Request
Lay out the lines of the records below as a numbered list, dropping any blank lines and omitting the pictures.

┌─ Data rows

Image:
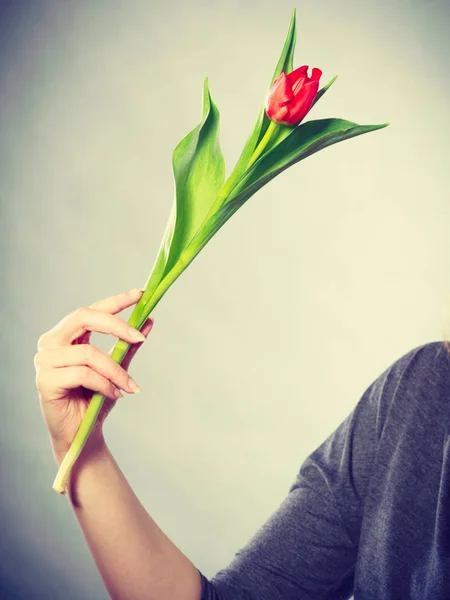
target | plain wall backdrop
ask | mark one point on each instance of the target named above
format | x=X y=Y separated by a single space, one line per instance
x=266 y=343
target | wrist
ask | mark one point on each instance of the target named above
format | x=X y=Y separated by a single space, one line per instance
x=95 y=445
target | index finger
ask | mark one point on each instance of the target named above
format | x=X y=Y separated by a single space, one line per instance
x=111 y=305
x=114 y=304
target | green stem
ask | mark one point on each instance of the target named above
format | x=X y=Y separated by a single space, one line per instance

└─

Result
1. Image:
2. target | plain wall backdrop
3. ask | mark one point on each instance of the target named above
4. format | x=X y=Y separated by a single space, one line per instance
5. x=266 y=343
6. target | wrist
7. ask | mark one point on each instance of the target named above
8. format | x=X y=Y separated by a single space, one line per instance
9. x=95 y=445
10. target | index finger
11. ask | mark one point on each instance of the target named above
12. format | x=X y=Y separated by a single space, one line per instance
13. x=111 y=305
14. x=114 y=304
15. target | green stem
16. ask | mark one point on each instance of the target named above
17. format | x=X y=Y separated by a single space, one line per instance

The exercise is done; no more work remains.